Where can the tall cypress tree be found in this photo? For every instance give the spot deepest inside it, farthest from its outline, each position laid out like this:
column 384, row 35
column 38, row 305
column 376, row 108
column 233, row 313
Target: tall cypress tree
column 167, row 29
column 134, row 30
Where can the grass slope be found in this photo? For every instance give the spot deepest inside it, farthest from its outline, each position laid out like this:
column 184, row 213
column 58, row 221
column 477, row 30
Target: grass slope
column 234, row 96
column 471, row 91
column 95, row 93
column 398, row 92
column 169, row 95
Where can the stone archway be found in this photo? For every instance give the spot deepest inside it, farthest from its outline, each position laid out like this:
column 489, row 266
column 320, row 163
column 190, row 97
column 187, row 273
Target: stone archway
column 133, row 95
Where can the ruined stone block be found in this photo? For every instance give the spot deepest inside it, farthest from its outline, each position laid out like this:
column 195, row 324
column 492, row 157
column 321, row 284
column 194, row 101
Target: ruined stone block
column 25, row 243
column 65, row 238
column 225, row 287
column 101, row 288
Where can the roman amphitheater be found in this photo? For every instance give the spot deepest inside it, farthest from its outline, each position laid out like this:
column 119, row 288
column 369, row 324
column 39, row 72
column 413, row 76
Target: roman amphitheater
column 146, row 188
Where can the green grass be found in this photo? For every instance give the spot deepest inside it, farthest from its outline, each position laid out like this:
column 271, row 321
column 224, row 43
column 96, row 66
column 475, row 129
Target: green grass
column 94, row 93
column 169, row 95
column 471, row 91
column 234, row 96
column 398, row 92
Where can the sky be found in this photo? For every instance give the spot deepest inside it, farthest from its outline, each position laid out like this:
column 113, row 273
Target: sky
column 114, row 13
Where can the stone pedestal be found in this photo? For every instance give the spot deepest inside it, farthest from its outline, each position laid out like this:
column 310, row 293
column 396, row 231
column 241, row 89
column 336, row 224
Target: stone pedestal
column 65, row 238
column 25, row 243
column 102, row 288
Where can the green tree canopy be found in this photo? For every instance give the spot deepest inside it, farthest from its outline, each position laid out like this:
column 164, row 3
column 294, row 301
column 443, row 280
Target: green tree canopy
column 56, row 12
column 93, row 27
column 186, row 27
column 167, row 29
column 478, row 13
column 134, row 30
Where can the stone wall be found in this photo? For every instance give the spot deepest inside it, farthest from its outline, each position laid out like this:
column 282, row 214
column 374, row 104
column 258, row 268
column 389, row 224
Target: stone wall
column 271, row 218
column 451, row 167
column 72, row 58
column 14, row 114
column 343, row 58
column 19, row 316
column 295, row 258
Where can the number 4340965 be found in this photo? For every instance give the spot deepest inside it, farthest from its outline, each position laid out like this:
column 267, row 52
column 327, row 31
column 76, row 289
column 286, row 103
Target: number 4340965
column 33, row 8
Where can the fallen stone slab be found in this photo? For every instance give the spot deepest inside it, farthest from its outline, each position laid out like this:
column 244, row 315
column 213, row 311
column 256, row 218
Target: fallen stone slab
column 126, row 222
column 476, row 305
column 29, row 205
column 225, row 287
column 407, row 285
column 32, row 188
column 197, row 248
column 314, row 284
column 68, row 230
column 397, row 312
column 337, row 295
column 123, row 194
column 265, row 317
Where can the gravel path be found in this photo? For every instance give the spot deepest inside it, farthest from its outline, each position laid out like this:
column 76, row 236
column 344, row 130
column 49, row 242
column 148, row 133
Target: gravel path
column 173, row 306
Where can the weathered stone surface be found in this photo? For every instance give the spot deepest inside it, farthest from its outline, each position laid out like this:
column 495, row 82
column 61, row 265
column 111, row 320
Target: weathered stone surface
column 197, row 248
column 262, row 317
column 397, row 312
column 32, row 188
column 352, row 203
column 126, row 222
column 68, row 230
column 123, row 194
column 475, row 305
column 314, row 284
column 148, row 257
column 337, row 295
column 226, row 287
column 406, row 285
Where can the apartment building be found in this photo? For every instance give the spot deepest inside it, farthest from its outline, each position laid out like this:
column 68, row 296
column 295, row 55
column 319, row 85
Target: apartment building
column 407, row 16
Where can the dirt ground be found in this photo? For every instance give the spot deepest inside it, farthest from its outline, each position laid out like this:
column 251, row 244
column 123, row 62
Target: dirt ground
+===+
[WHAT TO PRODUCE]: Substitute "occurrence" for each "instance" in the material above, and leave every other part of it unchanged.

[FULL RESPONSE]:
Where can the tall cypress tree be found in this photo? For every occurrence give the spot deepest inside it, farthest from its outline, each position laid out like this:
column 384, row 35
column 38, row 305
column 376, row 108
column 233, row 313
Target: tall cypress tree
column 167, row 29
column 134, row 30
Where can the grass slope be found in this photo? For every occurrence give the spot deepest inside it, farthest from its outline, each position laid out like this:
column 184, row 213
column 58, row 221
column 477, row 30
Target: grass slope
column 234, row 96
column 471, row 91
column 95, row 93
column 398, row 92
column 169, row 95
Where can the stone archway be found in this photo? For every occurrence give the spot deepest inside it, farthest from its outline, each position laid out like this:
column 489, row 266
column 320, row 163
column 190, row 97
column 187, row 273
Target: stone archway
column 133, row 95
Where can the ruined stone block be found in this photo? For every occurrence give the spot deepest inside it, farthest from its outline, each position laid out like this:
column 195, row 324
column 492, row 157
column 321, row 284
column 194, row 101
Target: ruined stone block
column 25, row 243
column 65, row 238
column 225, row 287
column 101, row 288
Where can the roman amphitheater be found in this photo? For every occurrence give the spot deepest inside it, farthest from its outline, each position laid out like this:
column 119, row 288
column 369, row 324
column 39, row 72
column 413, row 76
Target: roman amphitheater
column 146, row 188
Where can the green grass be found in this photo? For every occurrence give the spot deepest inside it, farthest from its outline, each position laid out like this:
column 271, row 321
column 224, row 43
column 96, row 66
column 475, row 129
Target: green grass
column 94, row 93
column 169, row 95
column 471, row 91
column 234, row 96
column 398, row 92
Where can the sky be found in this photo? For every occurrence give the spot deepest inside it, farthest from its outline, each position laid out like this:
column 113, row 273
Target: sky
column 114, row 13
Where can the stone pedestal be found in this photo? For every occurrence give the spot deepest inside it, farthest from its outline, each position laid out like this:
column 310, row 293
column 396, row 231
column 241, row 89
column 336, row 224
Target: stone pedestal
column 65, row 238
column 25, row 243
column 102, row 288
Where can the green tree canopy be found in this photo? For every occurrence give the spot deepest inside it, farthest from its outline, each position laid out like this:
column 164, row 3
column 294, row 301
column 443, row 280
Target: green tree canopy
column 56, row 12
column 93, row 27
column 186, row 27
column 167, row 29
column 478, row 13
column 134, row 30
Where can the stone wall be found in this photo? For every occurrence give the spot deepest inside it, farthest from its outline, each position laid out like this:
column 282, row 214
column 374, row 104
column 258, row 268
column 389, row 224
Target: stone wall
column 271, row 218
column 451, row 167
column 72, row 58
column 14, row 114
column 343, row 58
column 19, row 316
column 295, row 258
Where can the number 4340965 be found in this photo? For every occurrence give the spot deepest inside it, farthest from its outline, each position laid out like this:
column 267, row 52
column 327, row 31
column 76, row 289
column 286, row 103
Target: number 4340965
column 33, row 8
Where can the fallen stone slab be found in this photo? For every occurrence give the spot deepest inside it, farthest from its outline, each position laid out like this:
column 244, row 315
column 213, row 311
column 256, row 218
Target: fallen stone slab
column 126, row 222
column 476, row 305
column 29, row 205
column 225, row 287
column 407, row 285
column 32, row 188
column 197, row 248
column 314, row 284
column 68, row 230
column 397, row 312
column 337, row 295
column 123, row 194
column 265, row 317
Where can the gravel path be found in this photo? For every occurrence give the spot deepest inside it, farthest from its outline, each position laid out like this:
column 76, row 236
column 344, row 130
column 49, row 242
column 148, row 133
Target: gravel path
column 173, row 306
Where can the weathered stone surface be found in this photo? For every occurrence give the spot deepest inside it, farthest from its outline, each position laid out like this:
column 495, row 82
column 61, row 265
column 111, row 320
Target: weathered stone surface
column 197, row 248
column 262, row 317
column 397, row 312
column 32, row 188
column 352, row 203
column 126, row 222
column 68, row 230
column 123, row 194
column 475, row 305
column 314, row 284
column 148, row 257
column 337, row 295
column 226, row 287
column 406, row 285
Where can the apartment building be found in this photo? For every occurrence give the spot deepest inside it, farthest from its outline, each position laid out like this:
column 68, row 296
column 295, row 55
column 319, row 85
Target: apartment building
column 407, row 16
Where can the dirt ground be found in this photo? For every occurrence give the spot deepest inside it, farthest from its outline, each position laid out like this:
column 251, row 244
column 123, row 62
Target: dirt ground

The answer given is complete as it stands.